WORK REQUIRED: Can you return, word for word, the part of the ridge vent text below that begins at the words "In various examples, the plurality" and stops after "the securing features."?

This application relates to a tile roof ridge vent and the method of its use and construction.
Ventilation of a tile roof ridge is known. Current solutions, such as a tile ridge vent, use mortar for installing separate injection molded pieces. Further current solutions often use individual brackets to separately secure a ridge board above the ridge slot.
An example ventilation system for a tile roof disclosed herein includes an elongated vent body defining a channel and securing features integrated with and extending from each side of the elongated vent body, where the securing features are configured to engage with a roof deck of the tile roof. The ventilation system further includes a support member received in the channel of the elongated vent body.
In various examples, the securing features may comprise a plurality of integral tabs extending from each side of the elongated vent body.
In various examples, the plurality of integral tabs may include three tabs extending from each side of the body and each configured to receive a fastener to engage with the roof deck.
In various examples, the elongated body may be a single piece construction.
In various examples, the ventilation system may further include a nonwoven material engaged with the elongated vent body. The nonwoven material may be spaced away from the securing features.
In various examples, the ventilation system may further include one or more apertures defined in the elongated vent body.
In various examples, the ventilation system may be at least partially concealed by a roof tile and a roof cap.
In various examples, the ventilation system may be completely concealed by a roof tile and a roof cap.

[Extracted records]
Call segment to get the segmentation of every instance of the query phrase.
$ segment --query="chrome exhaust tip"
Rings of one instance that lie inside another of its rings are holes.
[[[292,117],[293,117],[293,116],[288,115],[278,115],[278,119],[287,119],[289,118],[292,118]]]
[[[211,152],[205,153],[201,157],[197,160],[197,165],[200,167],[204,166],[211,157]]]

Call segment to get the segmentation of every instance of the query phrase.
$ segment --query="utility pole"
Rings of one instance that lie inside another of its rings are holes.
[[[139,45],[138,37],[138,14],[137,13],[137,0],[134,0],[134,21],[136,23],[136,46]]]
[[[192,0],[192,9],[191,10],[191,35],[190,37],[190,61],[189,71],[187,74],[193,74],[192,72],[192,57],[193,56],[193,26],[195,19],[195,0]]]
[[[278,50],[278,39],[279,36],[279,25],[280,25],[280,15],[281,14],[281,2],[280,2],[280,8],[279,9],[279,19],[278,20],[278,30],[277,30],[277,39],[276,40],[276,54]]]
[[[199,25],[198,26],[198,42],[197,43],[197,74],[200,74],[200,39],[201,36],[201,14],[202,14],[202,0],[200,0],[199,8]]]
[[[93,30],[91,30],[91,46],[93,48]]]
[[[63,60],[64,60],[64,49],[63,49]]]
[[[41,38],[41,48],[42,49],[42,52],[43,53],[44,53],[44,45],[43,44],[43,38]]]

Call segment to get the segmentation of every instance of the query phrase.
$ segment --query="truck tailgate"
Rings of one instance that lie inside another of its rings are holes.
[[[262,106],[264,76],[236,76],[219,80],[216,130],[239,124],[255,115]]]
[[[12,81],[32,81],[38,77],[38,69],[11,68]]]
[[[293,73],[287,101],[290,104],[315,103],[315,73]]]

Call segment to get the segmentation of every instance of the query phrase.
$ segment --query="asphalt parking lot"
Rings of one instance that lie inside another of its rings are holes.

SOLUTION FOR THIS EXERCISE:
In various examples, the plurality of integral tabs may include three tabs extending from each side of the body and each configured to receive a fastener to engage with the roof deck.
In various examples, the elongated body may be a single piece construction.
In various examples, the ventilation system may further include a nonwoven material engaged with the elongated vent body. The nonwoven material may be spaced away from the securing features.